[Dataset entries]
_ _ _ _

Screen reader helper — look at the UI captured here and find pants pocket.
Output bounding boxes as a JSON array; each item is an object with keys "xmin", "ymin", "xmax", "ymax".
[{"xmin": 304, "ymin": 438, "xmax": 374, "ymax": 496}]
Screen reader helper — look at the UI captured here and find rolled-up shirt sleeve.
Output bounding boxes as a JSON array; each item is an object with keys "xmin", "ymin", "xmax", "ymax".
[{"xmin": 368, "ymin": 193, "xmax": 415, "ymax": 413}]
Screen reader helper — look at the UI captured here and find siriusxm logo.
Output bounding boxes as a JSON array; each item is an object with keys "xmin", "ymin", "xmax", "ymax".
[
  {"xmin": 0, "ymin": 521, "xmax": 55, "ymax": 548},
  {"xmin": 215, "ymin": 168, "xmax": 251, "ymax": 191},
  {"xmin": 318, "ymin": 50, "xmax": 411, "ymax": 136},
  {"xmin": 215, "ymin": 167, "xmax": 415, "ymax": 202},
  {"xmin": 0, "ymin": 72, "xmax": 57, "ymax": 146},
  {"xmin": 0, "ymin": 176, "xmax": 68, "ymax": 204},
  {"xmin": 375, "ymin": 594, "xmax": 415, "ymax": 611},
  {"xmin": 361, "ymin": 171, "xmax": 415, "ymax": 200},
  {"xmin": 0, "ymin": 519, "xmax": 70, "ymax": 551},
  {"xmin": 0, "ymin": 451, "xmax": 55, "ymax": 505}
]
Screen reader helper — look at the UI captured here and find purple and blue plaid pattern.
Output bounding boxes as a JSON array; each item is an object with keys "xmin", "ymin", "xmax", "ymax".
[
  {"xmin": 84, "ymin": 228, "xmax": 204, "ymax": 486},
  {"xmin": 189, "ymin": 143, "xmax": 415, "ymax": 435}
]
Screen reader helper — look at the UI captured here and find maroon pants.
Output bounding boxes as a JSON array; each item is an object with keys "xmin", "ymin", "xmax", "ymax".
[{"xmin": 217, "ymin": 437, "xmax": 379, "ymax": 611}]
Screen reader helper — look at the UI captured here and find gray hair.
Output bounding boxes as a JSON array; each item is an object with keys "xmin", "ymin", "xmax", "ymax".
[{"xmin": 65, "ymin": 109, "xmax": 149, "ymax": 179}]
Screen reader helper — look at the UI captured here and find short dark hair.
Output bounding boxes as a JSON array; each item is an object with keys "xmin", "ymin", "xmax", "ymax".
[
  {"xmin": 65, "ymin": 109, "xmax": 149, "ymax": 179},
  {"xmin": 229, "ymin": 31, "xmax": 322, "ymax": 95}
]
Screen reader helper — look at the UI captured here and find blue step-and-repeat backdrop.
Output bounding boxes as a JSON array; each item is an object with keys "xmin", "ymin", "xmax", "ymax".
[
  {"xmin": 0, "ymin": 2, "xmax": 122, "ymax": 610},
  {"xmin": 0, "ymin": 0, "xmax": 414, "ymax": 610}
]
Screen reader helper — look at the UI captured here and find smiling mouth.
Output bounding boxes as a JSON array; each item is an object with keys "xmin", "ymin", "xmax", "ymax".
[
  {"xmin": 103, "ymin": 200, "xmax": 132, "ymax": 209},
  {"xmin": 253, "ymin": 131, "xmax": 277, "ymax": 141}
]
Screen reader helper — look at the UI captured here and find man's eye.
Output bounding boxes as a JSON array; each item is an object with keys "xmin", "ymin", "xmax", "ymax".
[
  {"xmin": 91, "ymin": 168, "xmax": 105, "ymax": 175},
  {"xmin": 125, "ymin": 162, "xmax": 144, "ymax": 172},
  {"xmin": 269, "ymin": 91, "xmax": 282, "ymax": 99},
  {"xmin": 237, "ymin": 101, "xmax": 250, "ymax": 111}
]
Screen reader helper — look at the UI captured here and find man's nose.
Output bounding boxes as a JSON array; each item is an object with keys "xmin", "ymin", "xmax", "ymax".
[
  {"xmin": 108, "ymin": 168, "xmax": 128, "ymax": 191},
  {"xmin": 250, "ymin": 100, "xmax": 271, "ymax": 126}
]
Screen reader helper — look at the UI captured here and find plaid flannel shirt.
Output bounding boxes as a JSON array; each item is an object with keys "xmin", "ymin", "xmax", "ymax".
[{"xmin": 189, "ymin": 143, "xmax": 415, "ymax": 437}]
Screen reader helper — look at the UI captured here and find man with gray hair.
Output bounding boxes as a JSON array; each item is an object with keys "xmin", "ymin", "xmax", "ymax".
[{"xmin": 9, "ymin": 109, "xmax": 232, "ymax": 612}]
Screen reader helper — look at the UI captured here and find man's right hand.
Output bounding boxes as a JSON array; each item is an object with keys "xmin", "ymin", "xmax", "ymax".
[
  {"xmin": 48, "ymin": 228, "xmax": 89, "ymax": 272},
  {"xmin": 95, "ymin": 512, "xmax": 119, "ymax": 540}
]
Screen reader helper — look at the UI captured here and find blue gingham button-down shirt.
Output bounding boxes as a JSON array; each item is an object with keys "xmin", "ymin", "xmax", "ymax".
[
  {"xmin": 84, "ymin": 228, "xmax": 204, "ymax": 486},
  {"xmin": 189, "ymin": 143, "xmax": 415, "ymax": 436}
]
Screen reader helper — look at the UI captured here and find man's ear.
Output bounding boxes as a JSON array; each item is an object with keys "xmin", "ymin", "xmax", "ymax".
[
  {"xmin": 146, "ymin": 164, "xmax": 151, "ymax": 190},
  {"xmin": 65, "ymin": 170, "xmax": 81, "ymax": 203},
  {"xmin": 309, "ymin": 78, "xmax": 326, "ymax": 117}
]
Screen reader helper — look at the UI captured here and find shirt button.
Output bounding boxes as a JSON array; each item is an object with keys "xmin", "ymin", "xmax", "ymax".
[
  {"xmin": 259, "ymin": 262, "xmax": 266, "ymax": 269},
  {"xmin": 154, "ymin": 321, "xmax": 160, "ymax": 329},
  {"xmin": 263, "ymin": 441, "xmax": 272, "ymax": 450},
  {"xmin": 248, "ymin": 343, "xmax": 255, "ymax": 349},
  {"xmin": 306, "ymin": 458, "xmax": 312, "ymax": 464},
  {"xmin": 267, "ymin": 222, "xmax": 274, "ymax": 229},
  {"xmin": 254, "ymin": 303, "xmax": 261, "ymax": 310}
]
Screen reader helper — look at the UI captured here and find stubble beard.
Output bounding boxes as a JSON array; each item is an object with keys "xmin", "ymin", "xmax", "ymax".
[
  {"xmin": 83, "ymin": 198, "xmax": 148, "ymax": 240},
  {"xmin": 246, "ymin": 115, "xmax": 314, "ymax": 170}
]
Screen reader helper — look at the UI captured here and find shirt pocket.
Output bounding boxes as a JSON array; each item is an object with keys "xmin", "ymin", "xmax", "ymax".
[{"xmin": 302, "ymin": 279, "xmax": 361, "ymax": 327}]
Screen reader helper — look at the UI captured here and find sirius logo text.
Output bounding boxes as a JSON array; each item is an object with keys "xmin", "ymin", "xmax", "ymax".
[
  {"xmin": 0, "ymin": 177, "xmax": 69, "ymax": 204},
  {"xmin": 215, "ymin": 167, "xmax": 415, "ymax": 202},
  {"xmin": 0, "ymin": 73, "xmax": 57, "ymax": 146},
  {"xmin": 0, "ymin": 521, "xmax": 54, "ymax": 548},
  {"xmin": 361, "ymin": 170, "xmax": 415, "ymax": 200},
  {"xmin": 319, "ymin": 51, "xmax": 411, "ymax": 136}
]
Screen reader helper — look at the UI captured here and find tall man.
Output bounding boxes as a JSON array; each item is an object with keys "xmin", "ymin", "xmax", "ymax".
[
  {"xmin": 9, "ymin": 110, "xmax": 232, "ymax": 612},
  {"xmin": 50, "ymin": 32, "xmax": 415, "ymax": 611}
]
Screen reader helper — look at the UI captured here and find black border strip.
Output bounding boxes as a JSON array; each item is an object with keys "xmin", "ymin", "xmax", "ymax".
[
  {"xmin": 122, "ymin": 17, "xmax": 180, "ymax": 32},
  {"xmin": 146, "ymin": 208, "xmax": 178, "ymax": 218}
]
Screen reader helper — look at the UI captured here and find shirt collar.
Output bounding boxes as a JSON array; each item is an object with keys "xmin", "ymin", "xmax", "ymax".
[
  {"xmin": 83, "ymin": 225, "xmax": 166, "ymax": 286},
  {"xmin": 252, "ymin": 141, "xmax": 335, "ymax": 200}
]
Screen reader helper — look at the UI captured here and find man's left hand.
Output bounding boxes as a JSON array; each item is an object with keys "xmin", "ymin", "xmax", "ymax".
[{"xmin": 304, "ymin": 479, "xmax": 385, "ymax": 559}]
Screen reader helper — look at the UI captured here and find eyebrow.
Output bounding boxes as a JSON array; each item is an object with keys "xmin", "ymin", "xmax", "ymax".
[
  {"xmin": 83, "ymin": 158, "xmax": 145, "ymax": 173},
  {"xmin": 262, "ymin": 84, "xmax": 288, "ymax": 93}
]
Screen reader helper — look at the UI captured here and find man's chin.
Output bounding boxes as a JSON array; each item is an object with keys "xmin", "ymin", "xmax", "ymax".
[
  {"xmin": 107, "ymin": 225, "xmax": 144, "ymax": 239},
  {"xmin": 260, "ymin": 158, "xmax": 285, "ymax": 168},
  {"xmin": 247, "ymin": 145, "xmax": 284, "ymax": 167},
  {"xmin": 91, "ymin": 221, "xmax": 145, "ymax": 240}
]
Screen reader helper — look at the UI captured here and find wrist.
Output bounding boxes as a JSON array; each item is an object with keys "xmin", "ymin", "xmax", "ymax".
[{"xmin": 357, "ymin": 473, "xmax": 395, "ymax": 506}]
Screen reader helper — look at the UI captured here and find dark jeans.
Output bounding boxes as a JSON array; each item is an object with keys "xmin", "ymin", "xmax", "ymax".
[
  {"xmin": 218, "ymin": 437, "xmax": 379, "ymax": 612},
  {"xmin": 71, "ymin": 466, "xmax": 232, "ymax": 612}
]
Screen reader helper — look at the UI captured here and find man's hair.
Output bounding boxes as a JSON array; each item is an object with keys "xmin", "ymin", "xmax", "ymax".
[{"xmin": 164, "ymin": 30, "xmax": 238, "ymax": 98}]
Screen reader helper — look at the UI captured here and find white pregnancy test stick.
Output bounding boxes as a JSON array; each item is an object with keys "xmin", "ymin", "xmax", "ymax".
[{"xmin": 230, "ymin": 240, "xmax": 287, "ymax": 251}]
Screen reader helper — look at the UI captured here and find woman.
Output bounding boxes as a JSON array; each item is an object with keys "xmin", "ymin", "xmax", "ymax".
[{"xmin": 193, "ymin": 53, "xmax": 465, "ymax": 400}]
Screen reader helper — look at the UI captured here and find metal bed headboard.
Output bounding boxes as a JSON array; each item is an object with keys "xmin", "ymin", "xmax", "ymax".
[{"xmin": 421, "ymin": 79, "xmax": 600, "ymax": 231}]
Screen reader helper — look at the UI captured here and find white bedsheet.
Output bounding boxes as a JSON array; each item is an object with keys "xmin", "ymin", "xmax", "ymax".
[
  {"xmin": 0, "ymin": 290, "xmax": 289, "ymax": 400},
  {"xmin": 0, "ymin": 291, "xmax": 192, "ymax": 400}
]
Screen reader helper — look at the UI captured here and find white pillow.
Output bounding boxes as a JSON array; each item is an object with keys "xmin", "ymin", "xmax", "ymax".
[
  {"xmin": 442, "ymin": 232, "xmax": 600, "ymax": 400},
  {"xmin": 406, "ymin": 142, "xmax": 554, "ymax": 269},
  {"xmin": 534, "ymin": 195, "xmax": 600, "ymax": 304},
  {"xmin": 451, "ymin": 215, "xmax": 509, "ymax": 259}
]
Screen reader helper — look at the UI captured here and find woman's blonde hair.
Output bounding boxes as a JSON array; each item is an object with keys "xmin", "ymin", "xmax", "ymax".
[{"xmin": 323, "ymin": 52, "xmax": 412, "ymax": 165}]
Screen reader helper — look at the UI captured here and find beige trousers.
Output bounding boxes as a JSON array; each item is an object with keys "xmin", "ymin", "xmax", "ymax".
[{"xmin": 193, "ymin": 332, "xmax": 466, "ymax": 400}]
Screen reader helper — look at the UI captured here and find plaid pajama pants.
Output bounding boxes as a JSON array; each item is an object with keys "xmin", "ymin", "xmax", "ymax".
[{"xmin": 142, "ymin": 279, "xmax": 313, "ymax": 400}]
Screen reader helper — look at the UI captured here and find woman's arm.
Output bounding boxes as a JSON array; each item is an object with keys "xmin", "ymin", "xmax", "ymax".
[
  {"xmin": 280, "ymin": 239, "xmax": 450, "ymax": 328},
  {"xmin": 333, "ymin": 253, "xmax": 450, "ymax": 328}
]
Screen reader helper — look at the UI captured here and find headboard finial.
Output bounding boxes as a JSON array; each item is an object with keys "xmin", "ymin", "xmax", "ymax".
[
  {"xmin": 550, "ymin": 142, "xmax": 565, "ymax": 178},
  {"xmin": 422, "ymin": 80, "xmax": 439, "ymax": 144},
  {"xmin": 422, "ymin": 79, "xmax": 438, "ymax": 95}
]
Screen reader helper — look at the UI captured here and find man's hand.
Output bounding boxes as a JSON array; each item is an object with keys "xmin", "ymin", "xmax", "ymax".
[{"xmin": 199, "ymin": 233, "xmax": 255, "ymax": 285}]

_ _ _ _

__Task details__
Both end lines included, restate word for word the lines above from the line with "find man's ear." to the line with "sirius logo text.", and nothing else.

__Response area__
Screen reader helper — look at the UI captured here and find man's ear.
Output bounding boxes as a JSON array; each item is an object with keys "xmin", "ymin", "xmax", "ymax".
[
  {"xmin": 146, "ymin": 164, "xmax": 151, "ymax": 190},
  {"xmin": 65, "ymin": 170, "xmax": 81, "ymax": 203},
  {"xmin": 309, "ymin": 78, "xmax": 326, "ymax": 117}
]
Screen reader helper — look at the UI captured here and find shirt button.
Output bounding boxes as a JSON array; each item is an object with keys "xmin", "ymin", "xmax", "ymax".
[
  {"xmin": 259, "ymin": 262, "xmax": 266, "ymax": 269},
  {"xmin": 154, "ymin": 321, "xmax": 160, "ymax": 329},
  {"xmin": 263, "ymin": 441, "xmax": 272, "ymax": 450},
  {"xmin": 248, "ymin": 343, "xmax": 255, "ymax": 349},
  {"xmin": 306, "ymin": 458, "xmax": 312, "ymax": 464},
  {"xmin": 267, "ymin": 222, "xmax": 274, "ymax": 229},
  {"xmin": 254, "ymin": 303, "xmax": 261, "ymax": 310}
]
Screen reader helper — look at the UI captured here and find stubble beard.
Output bounding boxes as a JSON array; each item is an object with keys "xmin", "ymin", "xmax", "ymax".
[
  {"xmin": 83, "ymin": 198, "xmax": 148, "ymax": 240},
  {"xmin": 246, "ymin": 115, "xmax": 314, "ymax": 170}
]
Screen reader helper — look at the UI captured here and find shirt pocket.
Output bounding boxes as a JSON array; each item is an object with keys "xmin", "ymin", "xmax", "ymax".
[{"xmin": 302, "ymin": 279, "xmax": 361, "ymax": 327}]
Screen reader helper — look at the UI captured here and find sirius logo text.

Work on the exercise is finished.